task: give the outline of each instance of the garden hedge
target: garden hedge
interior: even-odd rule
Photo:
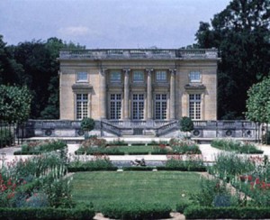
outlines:
[[[0,208],[0,219],[93,219],[93,208]]]
[[[27,151],[27,152],[23,152],[22,151],[17,151],[14,152],[14,155],[39,155],[44,153],[43,151]]]
[[[81,151],[81,150],[77,150],[75,151],[75,154],[76,155],[84,155],[86,154],[86,151]],[[95,154],[98,154],[98,155],[125,155],[124,152],[122,152],[122,151],[92,151],[92,152],[87,152],[86,151],[86,155],[95,155]]]
[[[124,171],[152,171],[156,167],[123,167]]]
[[[269,207],[209,207],[190,206],[184,215],[186,219],[265,219],[270,218]]]
[[[102,213],[106,217],[114,219],[161,219],[170,217],[171,208],[162,204],[109,204],[103,207]]]
[[[68,172],[116,171],[117,170],[117,167],[68,167]]]
[[[206,167],[157,167],[158,170],[206,172]]]

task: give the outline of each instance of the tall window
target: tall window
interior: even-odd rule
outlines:
[[[166,71],[157,71],[156,72],[156,81],[157,82],[166,82]]]
[[[201,72],[200,71],[191,71],[189,74],[190,82],[201,82]]]
[[[77,82],[87,82],[87,73],[86,72],[78,72],[76,74]]]
[[[133,94],[132,96],[132,118],[143,119],[144,96],[143,94]]]
[[[121,118],[121,94],[111,94],[111,119]]]
[[[166,119],[166,95],[156,94],[155,100],[156,119]]]
[[[121,82],[121,71],[111,72],[111,82]]]
[[[88,116],[88,94],[76,94],[76,119]]]
[[[201,119],[201,94],[189,95],[189,116],[191,119]]]
[[[143,71],[133,72],[133,82],[143,82]]]

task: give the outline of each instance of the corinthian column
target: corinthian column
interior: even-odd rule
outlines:
[[[106,118],[106,69],[100,69],[100,117]]]
[[[146,69],[148,73],[148,99],[147,99],[147,105],[148,105],[148,112],[147,112],[147,119],[150,120],[152,119],[152,80],[151,80],[151,74],[153,69]]]
[[[124,71],[124,106],[123,106],[123,119],[129,119],[129,96],[130,96],[130,83],[129,83],[129,75],[130,69],[125,69]]]
[[[176,119],[176,69],[170,69],[170,120]]]

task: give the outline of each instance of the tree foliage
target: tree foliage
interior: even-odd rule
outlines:
[[[255,84],[248,91],[246,116],[258,123],[270,123],[270,78]]]
[[[26,87],[0,86],[0,120],[21,124],[29,118],[32,95]]]
[[[217,48],[219,118],[243,117],[247,91],[270,68],[270,1],[233,0],[211,23],[200,23],[200,48]]]
[[[0,83],[26,85],[32,96],[31,118],[57,119],[59,116],[58,69],[61,49],[84,49],[58,38],[32,41],[6,46],[0,35]]]

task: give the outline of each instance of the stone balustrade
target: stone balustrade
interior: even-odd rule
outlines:
[[[74,59],[218,59],[216,49],[61,50],[59,60]]]

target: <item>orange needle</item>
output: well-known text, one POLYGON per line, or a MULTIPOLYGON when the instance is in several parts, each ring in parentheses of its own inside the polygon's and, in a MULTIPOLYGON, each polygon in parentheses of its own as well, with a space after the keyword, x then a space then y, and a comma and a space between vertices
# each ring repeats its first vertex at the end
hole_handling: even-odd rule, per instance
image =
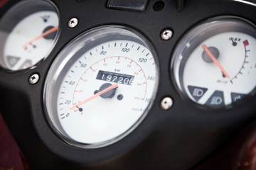
POLYGON ((230 76, 228 75, 227 72, 225 71, 224 68, 221 66, 220 62, 214 57, 213 53, 210 51, 209 48, 208 48, 207 46, 204 44, 202 45, 202 47, 203 47, 203 50, 206 52, 206 54, 209 56, 210 60, 213 60, 213 62, 218 66, 218 67, 219 67, 219 69, 221 70, 221 72, 225 75, 225 76, 230 79, 230 76))
POLYGON ((53 28, 48 30, 48 31, 43 33, 43 34, 40 35, 39 36, 37 36, 36 38, 35 38, 34 39, 33 39, 32 40, 30 40, 27 42, 26 42, 25 44, 23 44, 22 45, 23 47, 26 48, 26 46, 28 46, 28 45, 32 43, 33 42, 35 42, 38 40, 39 40, 40 38, 43 38, 44 36, 48 35, 48 34, 50 34, 51 33, 53 33, 54 31, 56 31, 58 30, 58 26, 55 26, 55 27, 53 27, 53 28))
POLYGON ((75 106, 73 106, 72 108, 70 108, 70 110, 73 110, 73 109, 75 108, 77 106, 78 107, 78 106, 81 106, 81 105, 82 105, 82 104, 84 104, 84 103, 87 103, 87 102, 88 102, 88 101, 98 97, 98 96, 100 96, 100 95, 104 94, 105 93, 107 93, 107 91, 111 91, 112 89, 116 89, 117 87, 118 87, 118 84, 114 84, 112 86, 105 89, 104 90, 95 94, 92 96, 90 96, 90 98, 85 99, 85 101, 82 101, 81 103, 79 103, 78 105, 75 105, 75 106))

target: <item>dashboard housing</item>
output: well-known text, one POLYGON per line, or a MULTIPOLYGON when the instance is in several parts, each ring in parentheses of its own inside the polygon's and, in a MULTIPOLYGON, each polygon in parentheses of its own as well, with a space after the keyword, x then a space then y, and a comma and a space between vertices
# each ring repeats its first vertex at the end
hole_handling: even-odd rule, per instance
MULTIPOLYGON (((9 1, 0 17, 18 1, 9 1)), ((49 55, 37 67, 18 72, 0 69, 0 110, 10 131, 33 169, 188 169, 242 130, 256 118, 256 96, 231 107, 210 109, 183 98, 171 76, 172 53, 192 27, 208 18, 235 16, 256 23, 255 6, 231 0, 148 1, 144 11, 112 9, 105 0, 53 0, 59 12, 60 36, 49 55), (161 10, 156 3, 164 2, 161 10), (76 17, 73 28, 68 21, 76 17), (61 140, 46 119, 43 90, 51 63, 74 38, 91 28, 124 26, 141 33, 159 56, 159 84, 152 108, 129 135, 109 146, 82 149, 61 140), (174 35, 161 38, 165 29, 174 35), (29 77, 38 74, 39 81, 29 77), (160 102, 170 96, 173 106, 163 110, 160 102)))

^^^^^^^^^^^^^^^^

# [Given exercise]
Retype the part of the material that opens with the line containing "task: give the outline of each instance of the corinthian" and closes with the line containing "[[[74,59],[218,59],[216,49],[61,50],[59,60]]]", including both of those lines. Keep every character unchanged.

# [Correct output]
task: give the outline of each instance of the corinthian column
target: corinthian column
interior: even-odd rule
outlines:
[[[106,118],[106,69],[100,69],[100,117]]]
[[[146,69],[148,73],[148,99],[147,99],[147,105],[148,105],[148,112],[147,112],[147,119],[150,120],[152,119],[152,80],[151,80],[151,74],[153,69]]]
[[[124,71],[124,106],[123,106],[123,119],[129,119],[129,96],[130,96],[130,83],[129,83],[129,75],[130,69],[125,69]]]
[[[176,119],[176,69],[170,69],[170,120]]]

task: give the outline of each instance of the tree foliage
target: tree foliage
interior: even-odd rule
outlines:
[[[255,84],[248,91],[246,116],[258,123],[270,123],[270,78]]]
[[[26,87],[0,86],[0,120],[21,124],[29,118],[32,95]]]
[[[217,48],[219,118],[243,117],[247,91],[270,68],[270,1],[233,0],[211,23],[200,23],[200,48]]]
[[[0,83],[26,85],[32,96],[31,118],[57,119],[59,116],[58,69],[61,49],[84,49],[58,38],[32,41],[6,46],[0,35]]]

task: give the outline of each instance of the stone balustrade
target: stone balustrade
interior: even-odd rule
outlines:
[[[74,59],[218,59],[216,49],[61,50],[59,60]]]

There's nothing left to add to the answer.